··· Selected extract ···

# Took The Big Plunge!



## PDX_Doug (Nov 16, 2004)

YEAH BABY!









Well, we took the plunge and ordered ourselves a brand new '05 28RS-DS today.
Don't have the exact production date yet, but should see the TT around the first of March.

[ UPDATE: Just received word from the dealer. Off-the-line production date is scheduled for 2/5/05. In our hands before the end of February







]

Of note, the dealer actually talked me out of a sway control hitch. His contention is that they are not needed on this size trailer, and are a real pain to live with (having to disconnect the sway control to do ANY maneuvering). As it was not really in his interest to sell me a cheaper set-up, I figure we will give it a try. If sway is a problem, we can alway change the hitch.

Now all we have to do is wait five...long....excruciating....weeks









Anyway, we look forward to being an 'official' member of the Outbackers community, and want to thank you all for the good and friendly advise you have offered over the past few months. I hope we can do the same in the future.

···

Answer these from the trailer-order post above.
(a) What trailer did the poster order?
(b) What off-the-line production date did the dealer report?
(c) What two reasons did the dealer give against a sway control hitch?

··· Extracted data ···

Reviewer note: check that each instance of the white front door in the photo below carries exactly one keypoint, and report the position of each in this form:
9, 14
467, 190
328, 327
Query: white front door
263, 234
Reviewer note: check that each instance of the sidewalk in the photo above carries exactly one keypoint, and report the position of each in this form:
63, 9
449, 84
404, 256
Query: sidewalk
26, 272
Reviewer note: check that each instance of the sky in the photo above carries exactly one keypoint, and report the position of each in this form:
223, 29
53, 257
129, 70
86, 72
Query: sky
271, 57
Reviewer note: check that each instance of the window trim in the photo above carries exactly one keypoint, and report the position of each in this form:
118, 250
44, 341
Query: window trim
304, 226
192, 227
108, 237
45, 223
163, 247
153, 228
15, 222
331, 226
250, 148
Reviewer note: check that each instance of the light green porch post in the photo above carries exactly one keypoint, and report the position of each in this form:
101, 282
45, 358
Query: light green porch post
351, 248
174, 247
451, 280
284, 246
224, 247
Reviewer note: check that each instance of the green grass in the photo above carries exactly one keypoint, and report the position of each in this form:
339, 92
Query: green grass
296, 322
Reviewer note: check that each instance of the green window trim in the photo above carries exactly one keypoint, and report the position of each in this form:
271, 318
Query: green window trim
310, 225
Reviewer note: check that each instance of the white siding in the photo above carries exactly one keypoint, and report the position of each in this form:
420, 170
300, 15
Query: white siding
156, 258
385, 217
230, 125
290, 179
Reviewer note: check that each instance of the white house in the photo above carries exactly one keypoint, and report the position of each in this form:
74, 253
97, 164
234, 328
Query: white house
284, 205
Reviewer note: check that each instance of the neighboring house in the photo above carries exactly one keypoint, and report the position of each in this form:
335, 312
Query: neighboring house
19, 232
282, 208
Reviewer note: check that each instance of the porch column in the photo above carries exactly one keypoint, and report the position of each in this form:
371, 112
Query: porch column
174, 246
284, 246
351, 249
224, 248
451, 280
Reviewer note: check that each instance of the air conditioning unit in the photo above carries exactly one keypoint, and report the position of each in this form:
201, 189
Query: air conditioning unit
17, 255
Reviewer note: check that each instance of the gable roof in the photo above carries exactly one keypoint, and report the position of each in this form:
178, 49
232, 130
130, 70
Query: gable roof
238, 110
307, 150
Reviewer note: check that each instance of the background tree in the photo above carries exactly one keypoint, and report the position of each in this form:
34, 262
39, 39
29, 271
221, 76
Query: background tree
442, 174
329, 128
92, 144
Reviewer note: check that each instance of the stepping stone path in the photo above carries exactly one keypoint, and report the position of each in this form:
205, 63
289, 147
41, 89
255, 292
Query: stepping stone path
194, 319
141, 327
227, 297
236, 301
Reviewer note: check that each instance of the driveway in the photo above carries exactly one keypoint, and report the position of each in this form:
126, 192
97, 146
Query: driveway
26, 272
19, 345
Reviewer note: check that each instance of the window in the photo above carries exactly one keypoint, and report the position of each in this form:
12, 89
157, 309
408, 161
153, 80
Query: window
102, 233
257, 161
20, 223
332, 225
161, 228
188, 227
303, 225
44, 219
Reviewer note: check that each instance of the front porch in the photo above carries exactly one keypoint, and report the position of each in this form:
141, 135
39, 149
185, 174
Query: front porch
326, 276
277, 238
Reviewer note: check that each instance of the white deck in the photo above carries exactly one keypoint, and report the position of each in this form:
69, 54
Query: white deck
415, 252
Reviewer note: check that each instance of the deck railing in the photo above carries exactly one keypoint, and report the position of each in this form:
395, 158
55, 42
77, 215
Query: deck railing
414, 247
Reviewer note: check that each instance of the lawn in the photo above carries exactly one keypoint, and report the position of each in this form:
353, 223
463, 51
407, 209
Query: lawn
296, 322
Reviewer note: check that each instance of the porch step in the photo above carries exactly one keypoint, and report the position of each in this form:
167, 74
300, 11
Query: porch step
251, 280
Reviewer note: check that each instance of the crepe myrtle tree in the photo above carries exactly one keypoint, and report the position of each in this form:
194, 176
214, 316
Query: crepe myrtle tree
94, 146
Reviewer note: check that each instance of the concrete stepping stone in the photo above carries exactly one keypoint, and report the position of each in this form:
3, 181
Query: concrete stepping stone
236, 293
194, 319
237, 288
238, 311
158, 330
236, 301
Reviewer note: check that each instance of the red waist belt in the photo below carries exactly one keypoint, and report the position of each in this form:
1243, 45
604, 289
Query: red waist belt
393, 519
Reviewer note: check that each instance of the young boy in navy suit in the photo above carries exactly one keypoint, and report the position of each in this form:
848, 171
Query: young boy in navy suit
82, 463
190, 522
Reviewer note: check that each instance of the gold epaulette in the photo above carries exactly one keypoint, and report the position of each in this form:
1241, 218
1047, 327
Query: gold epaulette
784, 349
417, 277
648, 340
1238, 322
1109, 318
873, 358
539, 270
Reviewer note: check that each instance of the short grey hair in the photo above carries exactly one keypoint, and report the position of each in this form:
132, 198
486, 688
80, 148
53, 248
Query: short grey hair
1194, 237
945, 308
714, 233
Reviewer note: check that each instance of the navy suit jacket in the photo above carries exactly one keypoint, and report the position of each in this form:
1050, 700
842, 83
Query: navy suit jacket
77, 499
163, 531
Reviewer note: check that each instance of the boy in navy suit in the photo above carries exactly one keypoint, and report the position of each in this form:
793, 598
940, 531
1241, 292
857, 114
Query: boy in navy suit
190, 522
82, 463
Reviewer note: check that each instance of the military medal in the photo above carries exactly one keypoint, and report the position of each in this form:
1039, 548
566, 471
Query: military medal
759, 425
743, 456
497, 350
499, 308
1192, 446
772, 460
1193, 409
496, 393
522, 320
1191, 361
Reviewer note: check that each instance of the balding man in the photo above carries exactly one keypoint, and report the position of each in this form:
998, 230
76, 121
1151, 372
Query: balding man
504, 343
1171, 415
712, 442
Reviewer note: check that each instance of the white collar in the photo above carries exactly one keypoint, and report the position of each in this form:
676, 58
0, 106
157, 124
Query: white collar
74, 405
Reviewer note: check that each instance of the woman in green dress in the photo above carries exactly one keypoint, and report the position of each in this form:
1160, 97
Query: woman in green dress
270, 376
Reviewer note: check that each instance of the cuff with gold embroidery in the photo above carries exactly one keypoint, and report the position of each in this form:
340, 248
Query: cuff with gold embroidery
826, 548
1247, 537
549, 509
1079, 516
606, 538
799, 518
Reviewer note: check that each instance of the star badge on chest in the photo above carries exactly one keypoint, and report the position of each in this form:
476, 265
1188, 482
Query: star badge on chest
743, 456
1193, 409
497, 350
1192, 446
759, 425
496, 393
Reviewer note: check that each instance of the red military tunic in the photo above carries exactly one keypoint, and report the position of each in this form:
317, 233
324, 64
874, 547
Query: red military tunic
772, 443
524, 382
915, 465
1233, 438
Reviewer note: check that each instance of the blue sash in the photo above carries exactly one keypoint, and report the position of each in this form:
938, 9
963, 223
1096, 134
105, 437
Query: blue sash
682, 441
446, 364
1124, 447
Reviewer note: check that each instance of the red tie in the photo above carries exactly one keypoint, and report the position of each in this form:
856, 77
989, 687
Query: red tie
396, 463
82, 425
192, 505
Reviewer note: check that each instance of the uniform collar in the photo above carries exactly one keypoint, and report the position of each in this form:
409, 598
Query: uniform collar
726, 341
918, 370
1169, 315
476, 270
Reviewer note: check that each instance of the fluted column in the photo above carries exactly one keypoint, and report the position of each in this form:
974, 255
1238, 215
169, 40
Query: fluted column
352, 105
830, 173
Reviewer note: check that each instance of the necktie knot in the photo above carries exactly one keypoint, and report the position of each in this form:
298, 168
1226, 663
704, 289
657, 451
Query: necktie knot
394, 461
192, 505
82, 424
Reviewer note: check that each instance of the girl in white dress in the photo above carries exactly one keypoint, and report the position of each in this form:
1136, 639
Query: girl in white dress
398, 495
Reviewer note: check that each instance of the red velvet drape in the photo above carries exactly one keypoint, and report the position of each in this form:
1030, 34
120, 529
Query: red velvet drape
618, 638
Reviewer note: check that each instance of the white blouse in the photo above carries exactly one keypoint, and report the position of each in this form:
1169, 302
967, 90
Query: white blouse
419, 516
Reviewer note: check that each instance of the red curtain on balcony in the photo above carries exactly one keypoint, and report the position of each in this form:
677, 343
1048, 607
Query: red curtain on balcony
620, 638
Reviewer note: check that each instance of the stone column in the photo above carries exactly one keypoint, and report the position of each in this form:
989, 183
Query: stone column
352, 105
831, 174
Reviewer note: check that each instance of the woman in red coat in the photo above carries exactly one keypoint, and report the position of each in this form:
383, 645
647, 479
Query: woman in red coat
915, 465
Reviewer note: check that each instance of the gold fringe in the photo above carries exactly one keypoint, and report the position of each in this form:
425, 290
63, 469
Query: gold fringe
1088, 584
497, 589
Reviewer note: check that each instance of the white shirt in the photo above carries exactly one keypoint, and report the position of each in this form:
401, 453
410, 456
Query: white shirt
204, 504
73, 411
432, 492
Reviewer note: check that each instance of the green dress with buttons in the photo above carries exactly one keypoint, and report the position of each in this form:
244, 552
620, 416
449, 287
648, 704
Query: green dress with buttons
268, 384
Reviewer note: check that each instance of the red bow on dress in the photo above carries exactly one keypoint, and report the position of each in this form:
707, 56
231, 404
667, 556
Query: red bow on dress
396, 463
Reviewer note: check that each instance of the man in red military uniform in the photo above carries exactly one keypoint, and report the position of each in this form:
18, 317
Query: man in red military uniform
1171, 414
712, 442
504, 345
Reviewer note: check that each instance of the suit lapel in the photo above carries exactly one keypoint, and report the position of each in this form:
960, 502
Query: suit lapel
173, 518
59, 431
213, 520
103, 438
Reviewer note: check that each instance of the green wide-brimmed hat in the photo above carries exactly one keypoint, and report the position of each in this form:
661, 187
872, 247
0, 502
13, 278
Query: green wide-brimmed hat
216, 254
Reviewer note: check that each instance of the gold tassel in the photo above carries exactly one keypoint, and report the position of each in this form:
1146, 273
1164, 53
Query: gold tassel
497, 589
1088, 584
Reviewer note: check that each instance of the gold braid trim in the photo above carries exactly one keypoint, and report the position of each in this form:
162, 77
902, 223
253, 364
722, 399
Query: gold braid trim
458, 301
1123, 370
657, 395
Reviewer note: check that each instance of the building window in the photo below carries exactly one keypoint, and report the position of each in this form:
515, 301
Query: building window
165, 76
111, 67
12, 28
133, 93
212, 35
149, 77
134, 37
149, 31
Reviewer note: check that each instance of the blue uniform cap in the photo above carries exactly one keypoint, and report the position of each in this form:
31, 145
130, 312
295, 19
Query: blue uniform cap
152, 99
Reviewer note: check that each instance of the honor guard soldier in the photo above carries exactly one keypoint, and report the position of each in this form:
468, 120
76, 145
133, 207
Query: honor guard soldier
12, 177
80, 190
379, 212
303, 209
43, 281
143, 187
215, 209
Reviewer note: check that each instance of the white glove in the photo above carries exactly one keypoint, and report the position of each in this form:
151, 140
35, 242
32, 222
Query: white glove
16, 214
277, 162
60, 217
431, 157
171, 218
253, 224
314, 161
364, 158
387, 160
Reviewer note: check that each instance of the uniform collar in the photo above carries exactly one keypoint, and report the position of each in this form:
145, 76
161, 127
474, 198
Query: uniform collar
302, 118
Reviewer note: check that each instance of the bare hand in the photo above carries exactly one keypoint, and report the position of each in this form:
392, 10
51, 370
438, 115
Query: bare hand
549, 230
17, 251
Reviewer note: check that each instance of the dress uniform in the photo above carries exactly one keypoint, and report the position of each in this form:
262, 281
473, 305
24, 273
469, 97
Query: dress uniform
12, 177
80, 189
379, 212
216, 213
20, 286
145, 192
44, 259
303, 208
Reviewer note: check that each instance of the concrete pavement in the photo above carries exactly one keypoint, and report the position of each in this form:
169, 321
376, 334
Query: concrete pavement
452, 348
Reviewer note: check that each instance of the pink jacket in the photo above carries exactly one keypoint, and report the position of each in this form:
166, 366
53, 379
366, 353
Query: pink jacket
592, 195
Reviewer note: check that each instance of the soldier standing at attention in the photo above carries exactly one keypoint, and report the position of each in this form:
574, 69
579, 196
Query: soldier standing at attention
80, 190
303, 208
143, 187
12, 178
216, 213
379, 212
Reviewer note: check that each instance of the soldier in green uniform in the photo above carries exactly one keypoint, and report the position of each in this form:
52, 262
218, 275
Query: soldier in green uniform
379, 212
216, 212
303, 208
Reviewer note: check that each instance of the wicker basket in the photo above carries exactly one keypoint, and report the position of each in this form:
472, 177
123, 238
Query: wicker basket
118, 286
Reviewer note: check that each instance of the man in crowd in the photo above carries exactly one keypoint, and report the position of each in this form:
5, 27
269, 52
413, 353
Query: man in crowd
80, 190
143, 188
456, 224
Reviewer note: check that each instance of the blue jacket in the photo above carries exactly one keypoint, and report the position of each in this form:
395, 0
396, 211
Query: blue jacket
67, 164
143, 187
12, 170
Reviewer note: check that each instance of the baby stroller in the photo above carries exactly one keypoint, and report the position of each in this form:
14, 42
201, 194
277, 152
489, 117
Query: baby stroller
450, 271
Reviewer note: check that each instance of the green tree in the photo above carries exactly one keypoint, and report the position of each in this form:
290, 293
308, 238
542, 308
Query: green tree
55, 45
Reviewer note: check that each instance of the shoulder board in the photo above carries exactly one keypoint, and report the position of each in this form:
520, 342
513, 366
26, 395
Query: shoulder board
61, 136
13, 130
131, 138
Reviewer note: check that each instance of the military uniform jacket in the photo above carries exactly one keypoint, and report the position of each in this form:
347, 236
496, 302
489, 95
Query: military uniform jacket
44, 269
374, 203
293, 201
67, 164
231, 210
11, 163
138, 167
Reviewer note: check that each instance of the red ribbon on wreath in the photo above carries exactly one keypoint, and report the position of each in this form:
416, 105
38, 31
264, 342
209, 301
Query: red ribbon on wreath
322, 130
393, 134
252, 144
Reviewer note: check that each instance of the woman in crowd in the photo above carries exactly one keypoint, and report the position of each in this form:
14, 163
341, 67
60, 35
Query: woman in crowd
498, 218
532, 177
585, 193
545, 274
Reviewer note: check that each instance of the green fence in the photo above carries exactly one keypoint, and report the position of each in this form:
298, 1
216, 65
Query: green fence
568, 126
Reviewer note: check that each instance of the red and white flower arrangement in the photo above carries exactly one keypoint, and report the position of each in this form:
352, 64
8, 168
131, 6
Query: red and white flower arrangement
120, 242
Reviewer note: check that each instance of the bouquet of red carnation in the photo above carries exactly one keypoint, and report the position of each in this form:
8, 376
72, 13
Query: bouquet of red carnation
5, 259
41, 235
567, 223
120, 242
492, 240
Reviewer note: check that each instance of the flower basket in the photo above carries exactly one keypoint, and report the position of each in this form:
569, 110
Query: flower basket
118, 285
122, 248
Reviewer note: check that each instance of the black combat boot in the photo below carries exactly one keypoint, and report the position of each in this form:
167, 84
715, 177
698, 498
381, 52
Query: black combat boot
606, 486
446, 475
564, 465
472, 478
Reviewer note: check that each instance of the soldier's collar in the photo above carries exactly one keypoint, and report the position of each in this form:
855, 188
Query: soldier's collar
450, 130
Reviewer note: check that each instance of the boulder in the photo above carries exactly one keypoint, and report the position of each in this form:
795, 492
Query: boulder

···

§ **Exercise output**:
(a) A brand new '05 28RS-DS.
(b) 2/5/05.
(c) They are not needed on a trailer of this size, and they are a real pain to live with because the sway control must be disconnected for any maneuvering.